= Instructions =
[1] According to the passage on electronic document generation, how is the layout learning model 14 set?
[2] Continue the passage on electronic document generation from the point where it stops.

= Passage shown =
──────────────────────────────

Since a boundary of an element has only to be recognized by the electronic document

generation device 10, it may not be visible to a person.

[0090] The layout recognizing unit 33 recognizes types of the corresponding elements through image recognition using the layout learning model 14 in the identified

ranges in the document image 61 and acquires position information of the ranges in the

document image 62 along with the types of the elements. The position information may be

expressed by a two-dimensional orthogonal coordinate system with a predetermined point in

the document image 62 as an origin.

[0091] The layout learning model 14 is set in advance according to the type of the

document image 61, and the layout recognizing unit 33 recognizes a layout of the document

image 61 using the layout learning model 14 set in advance.

──────────────────────────────

= Dataset content =
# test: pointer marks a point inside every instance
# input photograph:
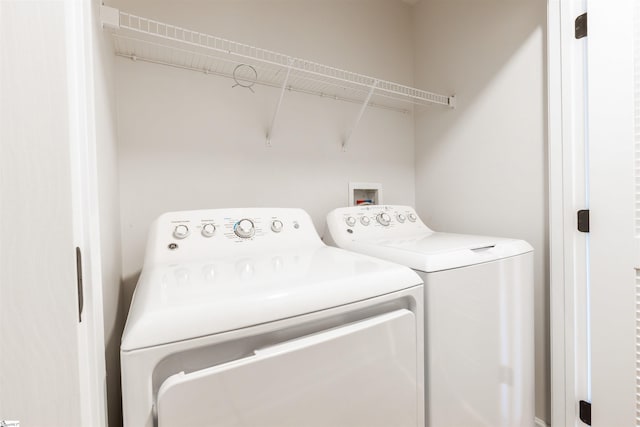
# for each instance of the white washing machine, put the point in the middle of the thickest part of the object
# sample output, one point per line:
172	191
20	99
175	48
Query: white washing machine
478	312
243	317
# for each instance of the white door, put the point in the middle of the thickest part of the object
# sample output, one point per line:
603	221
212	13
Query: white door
614	174
51	372
360	374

──────────────────────────────

= Answers for the tasks =
[1] It is set in advance according to the type of the document image 61.

[2]
[0092] That is, the layout recognizing unit 33 performs image recognition using the

layout learning model 14 for a contract when the document image 61 acquired by the

document image acquiring unit 31 is a contract, performs image recognition using the layout

learning model 14 for a bill when the document image 61 is a bill, performs image

recognition using the layout learning model 14 for a memorandum when the document image

61 is a memorandum, performs image recognition using the layout learning model 14 for a

delivery note when the document image 61 is a delivery note, and performs image

recognition using the layout learning model 14 for a receipt when the document image 61 is

a receipt.

[0093] Since the layout recognizing unit 33 uses the layout learning model 14

according to the type of the document image 61 acquired by the document image acquiring

unit 31, it is possible to improve recognition accuracy of a layout of the document image 61.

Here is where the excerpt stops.